━━ Dataset records ━━

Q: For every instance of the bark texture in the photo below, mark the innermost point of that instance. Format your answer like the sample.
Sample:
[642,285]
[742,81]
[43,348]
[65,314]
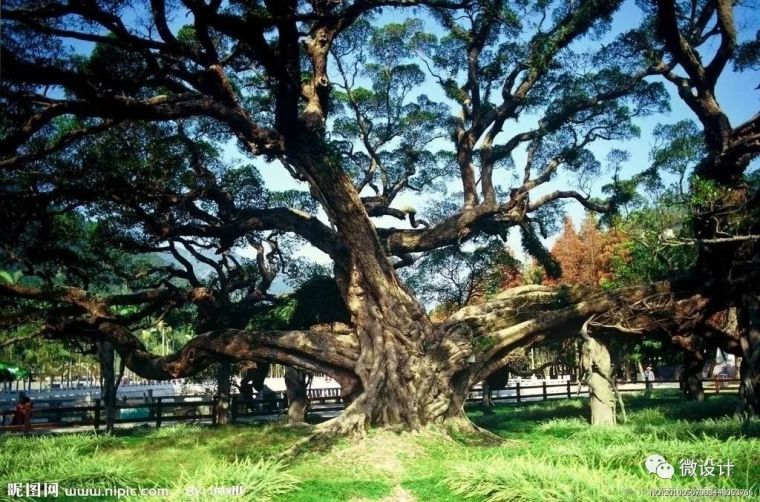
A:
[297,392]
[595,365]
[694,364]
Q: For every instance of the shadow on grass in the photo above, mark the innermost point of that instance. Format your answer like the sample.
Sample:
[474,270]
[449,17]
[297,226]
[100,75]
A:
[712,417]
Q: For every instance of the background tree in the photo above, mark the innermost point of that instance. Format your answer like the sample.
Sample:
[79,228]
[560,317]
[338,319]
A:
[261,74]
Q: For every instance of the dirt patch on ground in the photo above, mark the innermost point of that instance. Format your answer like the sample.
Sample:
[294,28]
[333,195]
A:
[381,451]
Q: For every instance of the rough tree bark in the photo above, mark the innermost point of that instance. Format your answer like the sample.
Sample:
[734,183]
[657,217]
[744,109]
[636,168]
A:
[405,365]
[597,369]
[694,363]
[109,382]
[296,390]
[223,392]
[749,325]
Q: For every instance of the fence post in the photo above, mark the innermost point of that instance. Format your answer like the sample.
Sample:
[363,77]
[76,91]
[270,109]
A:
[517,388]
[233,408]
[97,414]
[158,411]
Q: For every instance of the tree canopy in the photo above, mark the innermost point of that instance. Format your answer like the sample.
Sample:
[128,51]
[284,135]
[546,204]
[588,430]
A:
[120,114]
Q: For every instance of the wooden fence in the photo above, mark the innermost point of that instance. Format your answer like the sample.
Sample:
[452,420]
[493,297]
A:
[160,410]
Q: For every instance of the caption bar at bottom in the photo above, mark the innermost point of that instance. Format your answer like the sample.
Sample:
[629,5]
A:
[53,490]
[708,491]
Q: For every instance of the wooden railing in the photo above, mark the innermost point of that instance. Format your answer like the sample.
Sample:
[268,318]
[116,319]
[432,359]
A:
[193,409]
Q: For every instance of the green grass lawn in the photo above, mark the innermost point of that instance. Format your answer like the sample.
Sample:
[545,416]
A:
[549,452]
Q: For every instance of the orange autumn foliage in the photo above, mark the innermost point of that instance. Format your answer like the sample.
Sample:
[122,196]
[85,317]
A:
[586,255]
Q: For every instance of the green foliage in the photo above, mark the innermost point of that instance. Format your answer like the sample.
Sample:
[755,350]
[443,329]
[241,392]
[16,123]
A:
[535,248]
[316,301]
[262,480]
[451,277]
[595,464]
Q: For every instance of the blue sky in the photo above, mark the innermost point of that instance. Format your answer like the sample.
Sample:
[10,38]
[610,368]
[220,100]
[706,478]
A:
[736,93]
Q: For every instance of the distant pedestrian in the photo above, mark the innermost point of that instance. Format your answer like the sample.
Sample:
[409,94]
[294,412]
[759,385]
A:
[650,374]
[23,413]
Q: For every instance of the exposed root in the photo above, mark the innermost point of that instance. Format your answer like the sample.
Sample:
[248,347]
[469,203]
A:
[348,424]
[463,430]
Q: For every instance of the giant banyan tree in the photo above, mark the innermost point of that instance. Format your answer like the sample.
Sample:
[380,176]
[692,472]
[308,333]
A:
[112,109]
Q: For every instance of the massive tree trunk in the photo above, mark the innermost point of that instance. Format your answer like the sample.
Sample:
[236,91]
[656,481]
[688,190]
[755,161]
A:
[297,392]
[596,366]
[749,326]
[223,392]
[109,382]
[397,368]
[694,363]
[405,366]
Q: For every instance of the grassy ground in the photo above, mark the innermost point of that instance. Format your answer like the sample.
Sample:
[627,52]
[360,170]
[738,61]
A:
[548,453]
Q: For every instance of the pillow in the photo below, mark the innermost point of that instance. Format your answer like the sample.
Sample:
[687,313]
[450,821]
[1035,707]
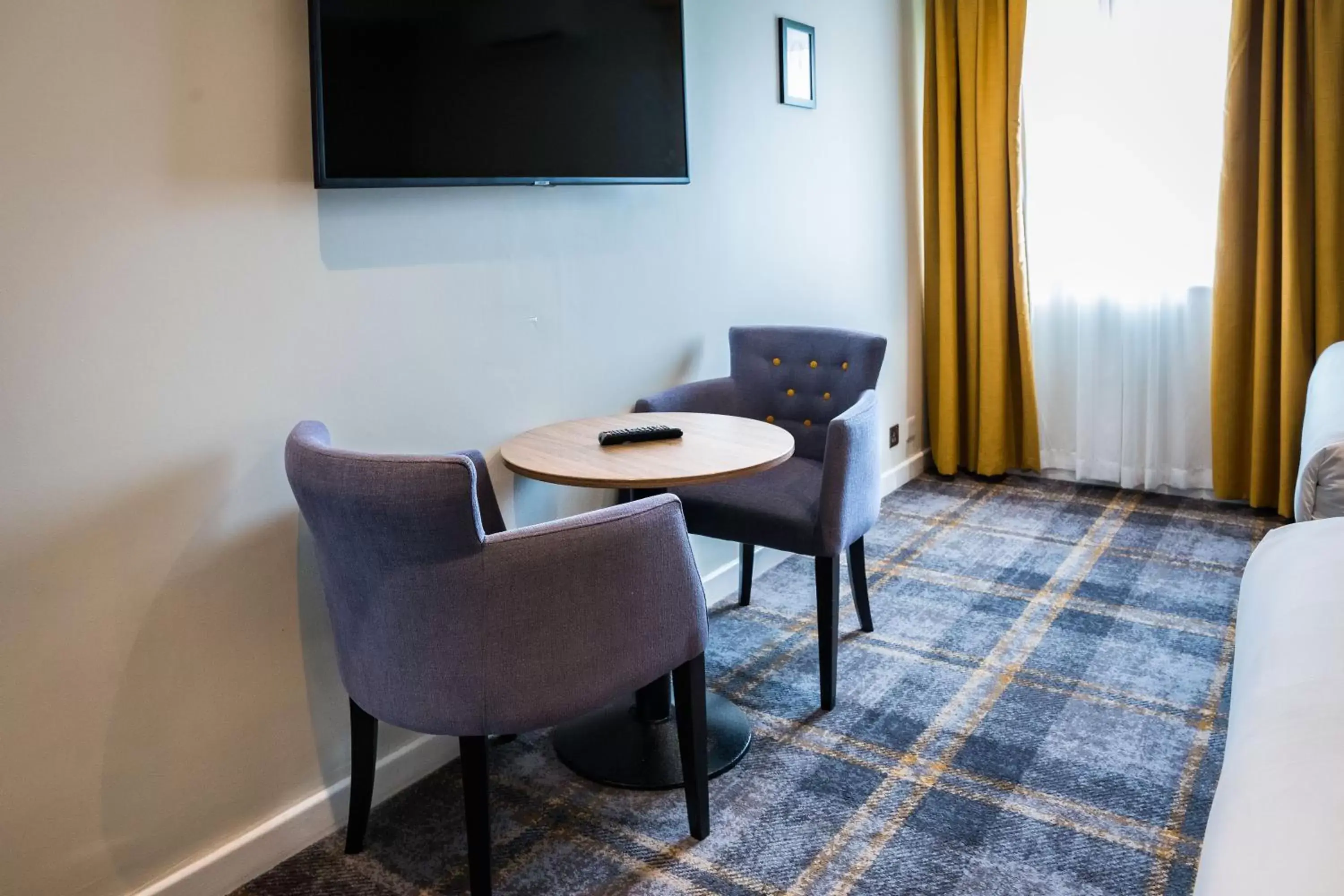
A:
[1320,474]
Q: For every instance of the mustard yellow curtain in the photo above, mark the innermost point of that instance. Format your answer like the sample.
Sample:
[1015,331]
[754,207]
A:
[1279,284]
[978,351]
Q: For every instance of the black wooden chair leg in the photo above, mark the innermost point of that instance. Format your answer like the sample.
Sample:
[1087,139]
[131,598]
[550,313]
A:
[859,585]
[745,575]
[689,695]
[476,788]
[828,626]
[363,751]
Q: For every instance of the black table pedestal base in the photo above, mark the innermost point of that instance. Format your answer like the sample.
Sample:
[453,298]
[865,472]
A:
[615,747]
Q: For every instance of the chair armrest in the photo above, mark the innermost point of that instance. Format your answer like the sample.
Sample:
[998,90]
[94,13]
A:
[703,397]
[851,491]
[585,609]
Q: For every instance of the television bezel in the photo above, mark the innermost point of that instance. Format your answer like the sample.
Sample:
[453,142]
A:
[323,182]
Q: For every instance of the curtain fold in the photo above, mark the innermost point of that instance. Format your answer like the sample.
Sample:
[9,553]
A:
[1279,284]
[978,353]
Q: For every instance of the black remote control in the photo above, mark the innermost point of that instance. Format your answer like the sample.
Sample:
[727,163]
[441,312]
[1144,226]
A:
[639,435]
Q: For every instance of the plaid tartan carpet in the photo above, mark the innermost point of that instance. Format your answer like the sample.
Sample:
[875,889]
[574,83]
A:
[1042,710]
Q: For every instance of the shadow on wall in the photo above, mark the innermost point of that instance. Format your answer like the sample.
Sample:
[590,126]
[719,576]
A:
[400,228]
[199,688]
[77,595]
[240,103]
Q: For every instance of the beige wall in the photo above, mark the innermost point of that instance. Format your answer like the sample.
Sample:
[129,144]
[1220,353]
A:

━━━

What the task requires: Could you write out all of the material above word for word, omitting the pictures?

Completed exercise:
Q: For every instance of the bark texture in the photo below, mark the innermost point of that instance. Format your answer like the sample.
Sample:
[642,285]
[742,81]
[43,348]
[65,314]
A:
[297,392]
[595,365]
[694,364]
Q: For every instance of the shadow on grass in the photo above, mark the innermost point of that instance. Format your answer like the sample.
Sample:
[474,270]
[449,17]
[297,226]
[100,75]
A:
[712,417]
Q: For every instance of the background tree in the photo above, mark the innermost point of that instance. Format your answer like the sample.
Sample:
[79,228]
[560,317]
[338,319]
A:
[261,74]
Q: For every instance of the dirt patch on ground in the photo above, mark the innermost point of that instance. Format your answer like the sample.
Sample:
[294,28]
[333,195]
A:
[381,451]
Q: For every instance of the rough tree bark in the photo above, mark the innermost point of that instance. Format your answer like the sample.
Sample:
[734,183]
[657,217]
[744,109]
[636,168]
A:
[405,365]
[597,369]
[694,363]
[109,382]
[296,390]
[223,392]
[749,325]
Q: For every instance of the fence post in the photo above, mark the innermost point of that instance. Format your answer like the sample.
Sample:
[363,77]
[76,91]
[270,109]
A:
[517,388]
[233,408]
[97,414]
[158,411]
Q: For every instance of the tree canopy in the photo above, mark the innermost point of that instance. Format your answer like the sample.
Sample:
[128,51]
[284,135]
[546,204]
[588,430]
A:
[120,114]
Q: For every instance of the wooden fence in the photo above, mark the innermost point of that instance. Format your answer like the sample.
Sample:
[452,420]
[493,297]
A:
[160,410]
Q: For every instance of the caption bar at bottom in the photo above, mark the innermost point of that instance. Format your answer like the sample.
Sample:
[629,5]
A:
[53,490]
[708,491]
Q: For every instance of the wooden railing in the photo above, mark the innermost point of that instance. Format your answer like the sample.
Sample:
[268,318]
[116,319]
[432,359]
A:
[193,409]
Q: For every instance of the green grass lawn in the photo above, mark the innermost point of that instance. Format your answer like the sample.
Sample:
[545,416]
A:
[549,452]
Q: For every instance of the orange autumn foliage in the photo above, mark the innermost point of that instance. Format your answer like the sample.
Sample:
[122,196]
[85,317]
A:
[586,255]
Q: For every instance of the green foliage in the photo above, mark the innermost point of that instance. Format your answer like the sample.
Sample:
[755,350]
[443,329]
[241,392]
[16,123]
A:
[535,248]
[316,301]
[262,480]
[451,277]
[595,464]
Q: For every instance of the blue sky in the photo above, mark the innermost point of that instance. Format your answer like the sample.
Sample:
[10,38]
[610,368]
[220,100]
[706,478]
A:
[736,93]
Q: For every instance of the distant pedestrian in the photo above, mark the innermost point of that instance. Format your answer like the sample.
Sample:
[409,94]
[294,412]
[759,385]
A:
[650,374]
[23,413]
Q: For every instance of the exposed root in the photo above, mark the innermost point of that instance. Format your answer like the sample.
Sample:
[248,347]
[469,203]
A:
[348,424]
[463,430]
Q: For every instance of the giant banyan tree in the photo above, mark the innermost point of that instance. Format your answer like the sample.
Sample:
[380,176]
[692,472]
[308,333]
A:
[112,109]
Q: For every instance of the massive tree trunk in the photo above, mark the innermost point of that instance. Format your answer like the sample.
Sample:
[236,91]
[656,481]
[688,190]
[755,161]
A:
[297,392]
[596,366]
[749,326]
[223,392]
[109,382]
[397,368]
[694,363]
[405,366]
Q: For every instance of the grassy ground in the photo above, mark the innermost point of that instance. Format your answer like the sample.
Sample:
[627,52]
[360,170]
[738,61]
A:
[548,453]
Q: For every instance of the pillow in the photo below, mark the innermost point of that instance. Format your answer like the sample.
Sample:
[687,313]
[450,821]
[1035,707]
A:
[1320,474]
Q: For every instance of the mustard yellow curtain in the photo above, mark the innermost point of that instance. Format your answer like the sample.
Sample:
[1015,331]
[754,207]
A:
[1279,284]
[978,351]
Q: For every instance of the black wooden chair leg in the photo above, mark the innermost point of that instance. Format your answer like the sample.
Sample:
[1087,139]
[131,598]
[550,313]
A:
[859,585]
[745,575]
[689,695]
[476,788]
[828,626]
[363,751]
Q: For every instance of the black table pedestal base in the photo above, mark the innermost point of that instance. Format your answer like the sample.
Sample:
[453,298]
[865,472]
A:
[615,747]
Q: For every instance of the chair armrest in the photo above, mark the innermost point of that instance. Format your answer like the sample.
Sample:
[998,90]
[94,13]
A:
[703,397]
[851,491]
[585,609]
Q: For every instance of the television bezel in the photo above, mark the innermost point of that instance. Format your answer like the sample.
Sample:
[453,142]
A:
[323,182]
Q: For every instance of the curtain fold in the photo above, mark the innermost point of that instance. Format your answer like the sample.
Sample:
[9,553]
A:
[1279,284]
[978,353]
Q: For every instance of the black remote control in the photo above, mark the innermost point of that instance. Format your answer like the sample.
Sample:
[727,163]
[441,312]
[1144,226]
A:
[639,435]
Q: For every instance of the plaid tartan carpet in the photo above, mark the innermost point of that instance. Format your answer like the sample.
Sample:
[875,889]
[574,83]
A:
[1042,710]
Q: For every instance of the shadow on wall in the photo above, mark the innermost point of that instance. Format your answer like the sample.
Sample:
[590,126]
[719,576]
A:
[400,228]
[199,688]
[77,595]
[240,103]
Q: For every instance of the beige wall in the photo above, mark the innermost point of that instance. Format your answer like the sample.
Sample:
[129,144]
[1220,353]
A:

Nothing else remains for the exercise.